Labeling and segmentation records
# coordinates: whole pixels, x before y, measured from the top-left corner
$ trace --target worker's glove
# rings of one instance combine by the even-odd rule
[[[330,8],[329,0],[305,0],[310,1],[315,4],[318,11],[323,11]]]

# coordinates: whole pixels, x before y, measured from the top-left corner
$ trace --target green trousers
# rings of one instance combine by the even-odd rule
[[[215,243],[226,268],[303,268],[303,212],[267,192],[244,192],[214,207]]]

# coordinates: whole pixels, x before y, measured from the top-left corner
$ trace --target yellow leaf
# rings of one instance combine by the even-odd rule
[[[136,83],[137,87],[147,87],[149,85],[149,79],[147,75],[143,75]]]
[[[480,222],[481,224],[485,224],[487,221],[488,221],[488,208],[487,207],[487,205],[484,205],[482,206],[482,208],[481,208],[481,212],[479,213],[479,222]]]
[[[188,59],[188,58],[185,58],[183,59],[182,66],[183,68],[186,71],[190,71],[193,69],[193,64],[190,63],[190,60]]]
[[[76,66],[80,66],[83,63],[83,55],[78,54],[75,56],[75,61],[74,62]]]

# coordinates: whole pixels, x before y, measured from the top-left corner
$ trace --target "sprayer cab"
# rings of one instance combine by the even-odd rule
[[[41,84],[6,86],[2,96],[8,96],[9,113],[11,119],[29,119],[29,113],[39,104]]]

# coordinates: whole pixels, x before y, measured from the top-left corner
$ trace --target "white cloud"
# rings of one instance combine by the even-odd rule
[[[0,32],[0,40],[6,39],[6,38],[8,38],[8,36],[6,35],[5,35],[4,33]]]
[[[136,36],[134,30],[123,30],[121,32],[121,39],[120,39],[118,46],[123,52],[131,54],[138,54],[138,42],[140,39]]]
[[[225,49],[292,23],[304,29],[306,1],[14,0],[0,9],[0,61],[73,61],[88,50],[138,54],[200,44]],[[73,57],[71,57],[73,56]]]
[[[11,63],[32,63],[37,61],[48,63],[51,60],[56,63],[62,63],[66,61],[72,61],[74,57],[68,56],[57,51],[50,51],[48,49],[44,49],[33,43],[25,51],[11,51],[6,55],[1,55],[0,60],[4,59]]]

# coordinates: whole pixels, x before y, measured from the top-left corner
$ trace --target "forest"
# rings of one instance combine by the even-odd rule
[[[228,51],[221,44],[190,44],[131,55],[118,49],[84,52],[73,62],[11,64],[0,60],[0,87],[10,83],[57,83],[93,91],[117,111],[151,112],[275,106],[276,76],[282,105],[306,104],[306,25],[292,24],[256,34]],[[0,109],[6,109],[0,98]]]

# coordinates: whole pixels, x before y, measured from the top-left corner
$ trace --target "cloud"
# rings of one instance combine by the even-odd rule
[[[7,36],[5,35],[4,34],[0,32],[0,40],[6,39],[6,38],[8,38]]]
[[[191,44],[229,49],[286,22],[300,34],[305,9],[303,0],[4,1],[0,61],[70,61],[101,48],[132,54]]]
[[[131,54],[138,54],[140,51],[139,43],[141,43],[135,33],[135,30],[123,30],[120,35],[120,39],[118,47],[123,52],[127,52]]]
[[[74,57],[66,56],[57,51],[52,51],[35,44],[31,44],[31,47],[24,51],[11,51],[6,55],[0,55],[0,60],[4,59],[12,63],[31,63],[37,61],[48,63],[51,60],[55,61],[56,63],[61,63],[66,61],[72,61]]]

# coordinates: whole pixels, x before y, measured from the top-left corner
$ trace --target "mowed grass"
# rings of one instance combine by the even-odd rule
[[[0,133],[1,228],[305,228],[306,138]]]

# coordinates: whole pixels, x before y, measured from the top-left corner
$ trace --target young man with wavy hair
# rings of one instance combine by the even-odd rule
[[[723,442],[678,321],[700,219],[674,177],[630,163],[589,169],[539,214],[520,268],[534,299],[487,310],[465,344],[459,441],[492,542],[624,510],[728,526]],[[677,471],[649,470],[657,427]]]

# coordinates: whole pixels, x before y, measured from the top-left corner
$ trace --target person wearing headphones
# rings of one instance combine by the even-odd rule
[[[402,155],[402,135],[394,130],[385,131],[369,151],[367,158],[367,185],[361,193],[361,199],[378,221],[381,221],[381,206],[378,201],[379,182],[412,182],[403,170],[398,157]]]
...
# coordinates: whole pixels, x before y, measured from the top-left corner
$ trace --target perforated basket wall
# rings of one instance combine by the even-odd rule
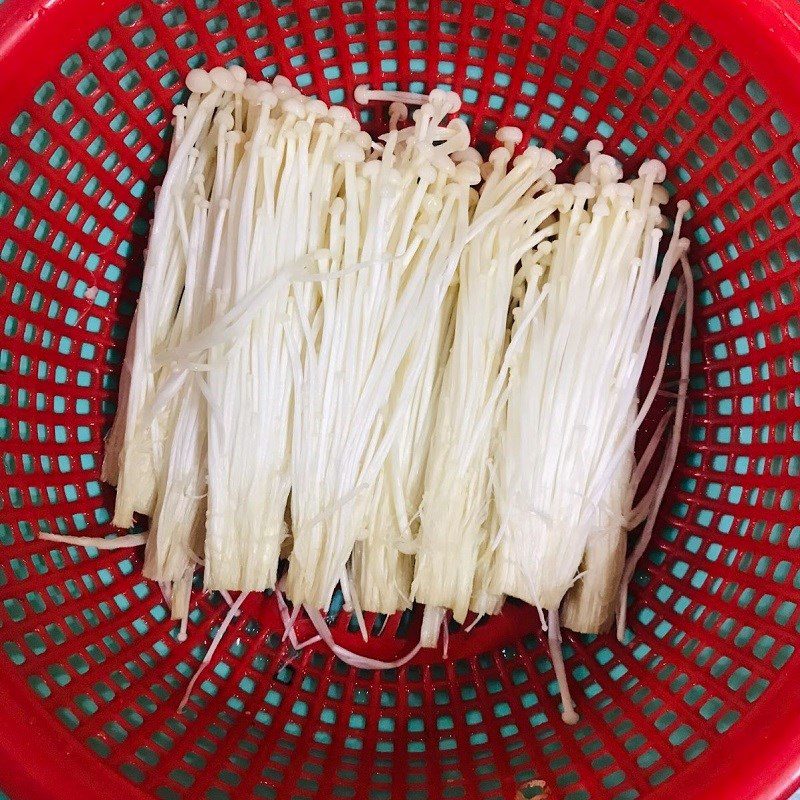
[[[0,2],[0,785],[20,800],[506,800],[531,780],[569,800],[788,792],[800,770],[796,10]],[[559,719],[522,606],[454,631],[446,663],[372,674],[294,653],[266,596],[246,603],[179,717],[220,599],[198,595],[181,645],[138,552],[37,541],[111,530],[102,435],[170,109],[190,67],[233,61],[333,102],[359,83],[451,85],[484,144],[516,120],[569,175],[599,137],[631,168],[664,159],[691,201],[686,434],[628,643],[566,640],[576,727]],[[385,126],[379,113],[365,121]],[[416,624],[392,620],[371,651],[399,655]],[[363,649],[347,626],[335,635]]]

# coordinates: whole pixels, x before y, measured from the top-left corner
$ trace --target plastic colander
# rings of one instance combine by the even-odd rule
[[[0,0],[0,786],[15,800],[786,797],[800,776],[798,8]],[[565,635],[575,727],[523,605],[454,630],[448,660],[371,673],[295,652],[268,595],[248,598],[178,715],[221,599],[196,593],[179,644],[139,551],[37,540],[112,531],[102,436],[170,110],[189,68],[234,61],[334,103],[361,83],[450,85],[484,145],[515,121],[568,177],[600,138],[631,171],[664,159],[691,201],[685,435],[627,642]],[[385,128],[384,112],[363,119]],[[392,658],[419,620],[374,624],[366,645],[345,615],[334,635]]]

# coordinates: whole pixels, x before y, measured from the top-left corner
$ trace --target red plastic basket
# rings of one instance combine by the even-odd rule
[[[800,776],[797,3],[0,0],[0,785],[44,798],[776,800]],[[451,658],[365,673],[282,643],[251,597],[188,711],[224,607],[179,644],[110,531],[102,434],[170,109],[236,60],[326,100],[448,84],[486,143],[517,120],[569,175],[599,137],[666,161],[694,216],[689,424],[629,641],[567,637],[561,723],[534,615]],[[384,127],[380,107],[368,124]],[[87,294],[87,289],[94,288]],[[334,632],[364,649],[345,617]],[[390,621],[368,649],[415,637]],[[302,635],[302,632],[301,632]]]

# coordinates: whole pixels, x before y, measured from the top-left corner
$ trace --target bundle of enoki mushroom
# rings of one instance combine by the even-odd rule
---
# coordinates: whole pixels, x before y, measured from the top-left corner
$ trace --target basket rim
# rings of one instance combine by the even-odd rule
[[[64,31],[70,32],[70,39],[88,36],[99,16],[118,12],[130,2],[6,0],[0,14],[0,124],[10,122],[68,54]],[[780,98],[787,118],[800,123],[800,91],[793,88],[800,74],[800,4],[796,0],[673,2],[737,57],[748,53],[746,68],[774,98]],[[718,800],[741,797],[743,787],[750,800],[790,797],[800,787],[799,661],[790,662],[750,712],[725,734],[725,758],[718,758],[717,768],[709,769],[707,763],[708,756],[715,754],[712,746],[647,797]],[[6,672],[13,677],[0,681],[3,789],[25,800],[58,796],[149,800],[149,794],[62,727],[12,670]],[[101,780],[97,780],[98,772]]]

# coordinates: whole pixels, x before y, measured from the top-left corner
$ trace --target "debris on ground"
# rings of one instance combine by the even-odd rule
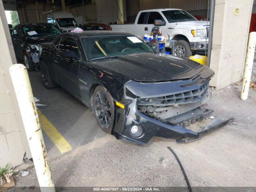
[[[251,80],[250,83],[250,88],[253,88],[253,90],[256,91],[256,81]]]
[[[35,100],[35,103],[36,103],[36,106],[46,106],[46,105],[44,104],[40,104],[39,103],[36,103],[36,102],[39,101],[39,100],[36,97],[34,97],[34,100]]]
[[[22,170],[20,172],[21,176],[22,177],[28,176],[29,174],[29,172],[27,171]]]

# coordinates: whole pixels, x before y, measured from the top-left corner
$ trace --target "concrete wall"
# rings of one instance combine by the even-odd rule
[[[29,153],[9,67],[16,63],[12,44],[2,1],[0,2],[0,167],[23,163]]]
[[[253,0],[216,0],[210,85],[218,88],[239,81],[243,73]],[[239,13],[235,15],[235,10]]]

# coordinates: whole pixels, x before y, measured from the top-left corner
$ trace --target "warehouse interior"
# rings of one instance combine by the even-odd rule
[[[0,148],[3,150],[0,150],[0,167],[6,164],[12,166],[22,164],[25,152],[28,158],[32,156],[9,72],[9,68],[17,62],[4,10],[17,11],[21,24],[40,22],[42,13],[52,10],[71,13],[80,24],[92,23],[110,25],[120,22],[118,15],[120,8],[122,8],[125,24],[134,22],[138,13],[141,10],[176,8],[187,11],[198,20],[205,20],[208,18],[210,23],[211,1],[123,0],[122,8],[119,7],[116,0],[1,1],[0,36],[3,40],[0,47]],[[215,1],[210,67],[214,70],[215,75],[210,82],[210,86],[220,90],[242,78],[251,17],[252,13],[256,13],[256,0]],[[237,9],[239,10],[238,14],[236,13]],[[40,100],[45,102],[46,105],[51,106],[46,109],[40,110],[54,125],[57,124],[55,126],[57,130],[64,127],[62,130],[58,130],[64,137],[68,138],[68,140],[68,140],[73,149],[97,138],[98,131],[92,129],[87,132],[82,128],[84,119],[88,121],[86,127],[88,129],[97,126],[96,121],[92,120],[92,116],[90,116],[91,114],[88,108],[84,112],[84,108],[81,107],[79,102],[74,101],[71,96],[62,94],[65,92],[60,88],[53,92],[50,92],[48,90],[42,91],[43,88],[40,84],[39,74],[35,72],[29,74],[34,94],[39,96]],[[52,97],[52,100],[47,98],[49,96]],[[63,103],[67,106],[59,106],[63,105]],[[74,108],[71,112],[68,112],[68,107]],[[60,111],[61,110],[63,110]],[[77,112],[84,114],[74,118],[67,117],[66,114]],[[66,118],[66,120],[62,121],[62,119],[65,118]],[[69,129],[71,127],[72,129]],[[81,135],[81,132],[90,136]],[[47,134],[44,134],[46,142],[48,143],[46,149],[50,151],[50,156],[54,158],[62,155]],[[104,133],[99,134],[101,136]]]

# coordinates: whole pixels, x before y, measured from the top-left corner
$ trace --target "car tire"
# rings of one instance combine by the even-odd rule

- **Objective**
Return every line in the records above that contains the string "wall".

- **In response**
$ trace --target perforated basket wall
$ trace --target "concrete wall"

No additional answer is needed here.